GIVEN DATA:
►

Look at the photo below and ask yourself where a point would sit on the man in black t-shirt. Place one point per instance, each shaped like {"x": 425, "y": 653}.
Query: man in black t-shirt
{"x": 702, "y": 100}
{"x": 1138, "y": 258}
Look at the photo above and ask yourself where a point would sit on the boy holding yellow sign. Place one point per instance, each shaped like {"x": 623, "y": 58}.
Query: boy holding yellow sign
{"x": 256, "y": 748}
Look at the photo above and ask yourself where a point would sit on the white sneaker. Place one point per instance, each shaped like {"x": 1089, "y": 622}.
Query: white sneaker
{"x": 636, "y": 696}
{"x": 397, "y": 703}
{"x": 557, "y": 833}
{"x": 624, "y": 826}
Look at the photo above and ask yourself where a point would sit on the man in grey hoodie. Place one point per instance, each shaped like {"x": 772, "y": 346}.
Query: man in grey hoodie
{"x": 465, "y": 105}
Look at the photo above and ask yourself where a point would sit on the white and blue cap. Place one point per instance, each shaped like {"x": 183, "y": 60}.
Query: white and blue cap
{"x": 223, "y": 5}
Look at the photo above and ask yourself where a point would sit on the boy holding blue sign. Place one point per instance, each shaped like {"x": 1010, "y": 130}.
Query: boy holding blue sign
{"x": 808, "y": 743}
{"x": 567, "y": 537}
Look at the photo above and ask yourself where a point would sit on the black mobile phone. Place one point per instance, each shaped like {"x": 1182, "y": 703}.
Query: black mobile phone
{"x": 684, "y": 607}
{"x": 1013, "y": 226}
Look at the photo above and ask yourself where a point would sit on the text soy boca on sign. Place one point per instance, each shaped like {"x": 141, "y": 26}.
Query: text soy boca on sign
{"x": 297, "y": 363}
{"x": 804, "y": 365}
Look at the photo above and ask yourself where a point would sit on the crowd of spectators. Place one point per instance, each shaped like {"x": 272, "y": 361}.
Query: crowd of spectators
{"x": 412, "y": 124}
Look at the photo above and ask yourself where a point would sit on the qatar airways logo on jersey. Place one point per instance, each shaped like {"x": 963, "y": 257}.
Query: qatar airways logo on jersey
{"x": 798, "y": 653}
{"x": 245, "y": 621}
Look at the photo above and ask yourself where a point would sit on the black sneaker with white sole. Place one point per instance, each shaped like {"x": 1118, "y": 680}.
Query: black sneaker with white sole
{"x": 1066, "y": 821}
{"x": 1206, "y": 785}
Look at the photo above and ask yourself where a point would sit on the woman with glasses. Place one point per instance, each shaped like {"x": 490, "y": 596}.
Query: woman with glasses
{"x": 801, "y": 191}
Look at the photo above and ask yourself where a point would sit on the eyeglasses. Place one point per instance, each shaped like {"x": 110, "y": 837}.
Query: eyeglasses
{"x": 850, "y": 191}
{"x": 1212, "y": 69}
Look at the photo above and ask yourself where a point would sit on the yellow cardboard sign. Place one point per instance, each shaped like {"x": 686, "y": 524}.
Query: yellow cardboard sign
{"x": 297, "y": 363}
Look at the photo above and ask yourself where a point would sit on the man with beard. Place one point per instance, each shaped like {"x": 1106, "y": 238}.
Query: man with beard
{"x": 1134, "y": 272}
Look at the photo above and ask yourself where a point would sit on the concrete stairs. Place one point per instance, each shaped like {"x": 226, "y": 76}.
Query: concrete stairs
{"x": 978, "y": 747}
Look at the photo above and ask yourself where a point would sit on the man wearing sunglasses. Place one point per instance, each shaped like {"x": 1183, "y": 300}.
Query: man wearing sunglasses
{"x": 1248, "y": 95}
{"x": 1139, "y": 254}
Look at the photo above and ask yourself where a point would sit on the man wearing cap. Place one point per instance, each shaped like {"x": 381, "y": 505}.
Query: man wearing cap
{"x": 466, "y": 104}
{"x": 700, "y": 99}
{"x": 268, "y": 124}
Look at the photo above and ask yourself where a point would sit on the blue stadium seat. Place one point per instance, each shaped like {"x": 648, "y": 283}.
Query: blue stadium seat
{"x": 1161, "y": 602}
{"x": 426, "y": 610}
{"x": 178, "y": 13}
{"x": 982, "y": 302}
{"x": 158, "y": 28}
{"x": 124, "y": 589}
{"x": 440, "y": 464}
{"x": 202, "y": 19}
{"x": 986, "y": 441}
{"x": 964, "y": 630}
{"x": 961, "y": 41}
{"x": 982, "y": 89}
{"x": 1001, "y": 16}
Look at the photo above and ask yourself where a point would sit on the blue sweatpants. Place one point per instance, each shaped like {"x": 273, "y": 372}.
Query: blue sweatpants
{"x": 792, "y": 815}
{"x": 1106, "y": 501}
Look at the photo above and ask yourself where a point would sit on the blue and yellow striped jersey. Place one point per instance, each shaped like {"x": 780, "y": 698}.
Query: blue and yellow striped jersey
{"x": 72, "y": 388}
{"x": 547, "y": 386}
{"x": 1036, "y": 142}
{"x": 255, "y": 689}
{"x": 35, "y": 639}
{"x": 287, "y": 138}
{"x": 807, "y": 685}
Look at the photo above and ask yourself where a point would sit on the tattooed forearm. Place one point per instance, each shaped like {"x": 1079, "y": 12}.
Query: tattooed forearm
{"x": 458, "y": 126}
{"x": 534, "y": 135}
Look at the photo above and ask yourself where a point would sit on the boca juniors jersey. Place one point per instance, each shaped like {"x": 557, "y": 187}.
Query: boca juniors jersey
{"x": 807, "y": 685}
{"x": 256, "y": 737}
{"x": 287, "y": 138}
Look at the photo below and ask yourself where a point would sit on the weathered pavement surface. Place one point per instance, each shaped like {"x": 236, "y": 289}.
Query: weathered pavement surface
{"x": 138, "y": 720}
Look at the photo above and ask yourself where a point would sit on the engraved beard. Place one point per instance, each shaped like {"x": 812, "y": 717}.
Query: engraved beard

◄

EXERCISE PROMPT: Print the lines of the entries, exactly, from the one containing "Query: blue stadium seat" down to the final line, and leave out all the others.

FINISHED EXERCISE:
Query: blue stadium seat
{"x": 1161, "y": 602}
{"x": 426, "y": 610}
{"x": 178, "y": 13}
{"x": 982, "y": 302}
{"x": 158, "y": 28}
{"x": 124, "y": 589}
{"x": 440, "y": 464}
{"x": 202, "y": 19}
{"x": 986, "y": 441}
{"x": 964, "y": 630}
{"x": 961, "y": 41}
{"x": 982, "y": 89}
{"x": 1001, "y": 16}
Look at the photo above and ask yourself where a point would sit on the blue sweatpants. Place one point per instance, each shaped like {"x": 273, "y": 372}.
Query: blue sweatpants
{"x": 792, "y": 815}
{"x": 1106, "y": 501}
Look at the photo above and ask yourself where a point would sit on the blue and yellow striped jersey. Place one point per instance, each shaped like {"x": 780, "y": 698}.
Query: blue and yellow striped jersey
{"x": 72, "y": 388}
{"x": 547, "y": 386}
{"x": 1036, "y": 142}
{"x": 255, "y": 689}
{"x": 35, "y": 639}
{"x": 287, "y": 138}
{"x": 807, "y": 685}
Look at the photo above and ask yourself where a point would sit on the tattooed forearm. Place one point per instance, each shaped like {"x": 1079, "y": 12}.
Query: tattooed forearm
{"x": 458, "y": 126}
{"x": 534, "y": 135}
Look at the photo above and ask yourself where a point would sit on the boca juniors jersey. Place one point per instance, each shaped like {"x": 557, "y": 187}.
Query: boca juniors jersey
{"x": 807, "y": 685}
{"x": 256, "y": 737}
{"x": 287, "y": 138}
Look at the photo below and ask yourself where a point would sit on the weathered pavement surface. Place one point per instance, each shaped like {"x": 236, "y": 289}.
Query: weathered pavement surface
{"x": 138, "y": 720}
Look at the photo above and ask yourself where a point would sit on the engraved beard. Place one point per instance, each shaped like {"x": 812, "y": 717}.
Query: engraved beard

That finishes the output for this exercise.